• STATED EXERCISE: Below are entries to be transcribed exactly; exclude the pictures from the copy.

(Collected data entries)

»»

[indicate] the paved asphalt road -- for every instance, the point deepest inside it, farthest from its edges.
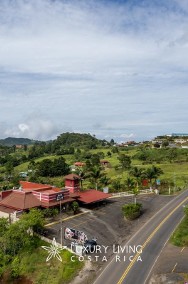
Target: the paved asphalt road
(152, 237)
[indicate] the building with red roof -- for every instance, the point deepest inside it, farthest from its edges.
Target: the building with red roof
(92, 196)
(31, 195)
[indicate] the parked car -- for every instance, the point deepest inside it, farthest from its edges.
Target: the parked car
(90, 245)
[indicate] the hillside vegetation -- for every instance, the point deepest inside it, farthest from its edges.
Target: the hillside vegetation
(127, 167)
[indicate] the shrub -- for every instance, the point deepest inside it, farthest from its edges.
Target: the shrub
(132, 211)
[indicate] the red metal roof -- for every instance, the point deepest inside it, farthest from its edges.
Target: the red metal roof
(20, 200)
(92, 195)
(79, 164)
(72, 177)
(30, 186)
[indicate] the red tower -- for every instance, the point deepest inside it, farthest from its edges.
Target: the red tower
(72, 183)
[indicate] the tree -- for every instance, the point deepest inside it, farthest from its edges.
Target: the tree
(125, 161)
(165, 143)
(95, 174)
(135, 191)
(129, 183)
(137, 173)
(153, 173)
(116, 184)
(104, 180)
(4, 224)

««

• RESULT OF THE EXERCISE:
[indicate] the paved asphalt road -- for every instance, the point deepest inside it, farthest from its edges.
Target: the paved asphalt road
(152, 237)
[indicate] the building with red roof -- for every instance, the point deepest inside it, farthest from its edges.
Target: the building with red roof
(92, 196)
(31, 195)
[indicate] the parked car -- for every instance, the point deepest inside it, farthest from its edges.
Target: the parked car
(90, 245)
[indicate] the hillside vegetation -- for every instance, the point deepest inside it, farthest from its edges.
Target: the hillside vegetation
(127, 167)
[indicate] the shrub -- for every instance, the point deepest inside it, farthest from its edges.
Target: the shrub
(132, 211)
[indicate] the red metal roof -- for every instance, the point deepest inside it, farthest from its edges.
Target: the red metal roof
(20, 200)
(92, 195)
(79, 164)
(72, 177)
(30, 186)
[indicate] the red tower -- for every instance, the point deepest inside it, farthest from its edges.
Target: the red tower
(72, 183)
[indicate] the tree -- for every instance, the point deepest inside it, farthest from its edges.
Target: the tree
(125, 161)
(165, 143)
(95, 174)
(135, 191)
(129, 183)
(137, 173)
(153, 173)
(116, 184)
(104, 180)
(4, 224)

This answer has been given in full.